# [What you need to do]
Every record is to be printed exactly as it appears.

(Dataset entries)
..............................
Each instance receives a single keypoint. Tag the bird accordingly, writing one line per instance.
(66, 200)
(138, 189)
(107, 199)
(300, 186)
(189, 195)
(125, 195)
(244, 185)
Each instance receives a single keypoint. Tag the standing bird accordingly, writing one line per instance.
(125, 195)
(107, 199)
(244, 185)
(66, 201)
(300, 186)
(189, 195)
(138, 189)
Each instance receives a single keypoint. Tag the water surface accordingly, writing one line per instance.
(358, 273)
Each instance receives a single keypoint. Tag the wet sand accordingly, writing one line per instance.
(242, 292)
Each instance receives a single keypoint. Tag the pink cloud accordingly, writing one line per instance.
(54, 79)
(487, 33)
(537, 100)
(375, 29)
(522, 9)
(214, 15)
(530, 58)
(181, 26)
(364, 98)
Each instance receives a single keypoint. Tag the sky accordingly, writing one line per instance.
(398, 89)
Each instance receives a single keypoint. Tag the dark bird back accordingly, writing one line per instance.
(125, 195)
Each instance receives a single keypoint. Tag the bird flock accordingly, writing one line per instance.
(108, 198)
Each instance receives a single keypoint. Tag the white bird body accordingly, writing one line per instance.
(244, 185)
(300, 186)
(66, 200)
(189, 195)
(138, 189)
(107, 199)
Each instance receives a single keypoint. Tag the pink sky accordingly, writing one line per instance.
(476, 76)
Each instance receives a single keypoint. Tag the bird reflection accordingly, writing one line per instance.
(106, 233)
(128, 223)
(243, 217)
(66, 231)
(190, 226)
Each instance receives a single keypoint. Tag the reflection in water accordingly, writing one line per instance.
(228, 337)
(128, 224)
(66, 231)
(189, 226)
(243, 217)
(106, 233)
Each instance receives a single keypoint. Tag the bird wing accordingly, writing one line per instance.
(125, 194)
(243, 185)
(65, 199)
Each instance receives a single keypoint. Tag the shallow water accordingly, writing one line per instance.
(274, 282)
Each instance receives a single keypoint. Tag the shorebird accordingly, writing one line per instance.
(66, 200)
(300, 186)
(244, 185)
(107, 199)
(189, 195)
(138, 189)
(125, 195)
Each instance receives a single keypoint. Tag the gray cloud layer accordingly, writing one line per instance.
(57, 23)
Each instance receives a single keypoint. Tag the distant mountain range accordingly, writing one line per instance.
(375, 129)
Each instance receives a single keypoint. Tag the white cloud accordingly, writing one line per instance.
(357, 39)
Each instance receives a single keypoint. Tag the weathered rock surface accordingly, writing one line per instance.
..............................
# [Solution]
Each instance receives a single keypoint. Tag the bird accordingly, writing one line per instance.
(66, 200)
(138, 189)
(107, 199)
(300, 186)
(189, 195)
(125, 195)
(244, 185)
Each instance receives a single keypoint. Tag the standing bird accordingly, writing one line per instance.
(125, 195)
(107, 199)
(244, 185)
(66, 201)
(300, 186)
(189, 195)
(138, 189)
Each instance receives a single keypoint. Tag the water surface accordingly, writing one line per instance.
(358, 273)
Each instance receives a single keypoint. Tag the wet sand accordingly, writing one line per instance.
(242, 292)
Each instance receives a single keypoint. Tag the pink cloud accordingly, writing one line per instance.
(54, 79)
(487, 33)
(537, 100)
(375, 29)
(522, 9)
(214, 15)
(530, 58)
(181, 26)
(364, 98)
Each instance receives a single keypoint. Tag the sky accordingly, writing one line per instance.
(398, 89)
Each instance receives a single keypoint. Tag the dark bird back accordingly, writing one line per instance.
(125, 195)
Each instance receives a single keypoint. Tag the bird flock accordingly, writing one line per instance.
(108, 198)
Each instance receives a single keypoint. Tag the white bird body accordingly, writing one line per instance.
(244, 185)
(300, 186)
(66, 200)
(189, 195)
(138, 189)
(107, 199)
Each instance receives a single keypoint. Tag the pink sky accordingly, writing one line per instance.
(476, 76)
Each instance receives a single keypoint. Tag the bird reflection accordingly, writing one line per instance.
(106, 233)
(128, 223)
(243, 217)
(66, 231)
(190, 226)
Each instance receives a single keypoint. Tag the reflection in water accordingly, writing one line per instance.
(228, 337)
(128, 224)
(66, 231)
(189, 226)
(243, 217)
(106, 233)
Each instance receives a single keypoint. Tag the bird wing accordingly, writing one line per instance.
(125, 194)
(243, 185)
(65, 199)
Each instance receives a single keypoint. Tag the shallow water accordingly, writing one line per instance.
(274, 282)
Each instance receives a single keypoint. Tag the shorebird accordingly, writing one line per instance.
(66, 200)
(300, 186)
(244, 185)
(107, 199)
(189, 195)
(138, 189)
(125, 195)
Each instance receives a single keypoint. Tag the gray cloud layer accordingly, writing one line per instance.
(57, 23)
Each instance receives a single keypoint. Tag the distant mountain range accordingly, writing one line per instance.
(375, 129)
Each instance receives a single keypoint. Tag the white cloud accordingly, writing one line per instance.
(357, 39)
Each instance receives a single keypoint. Tag the weathered rock surface accordingly, writing one line per instance.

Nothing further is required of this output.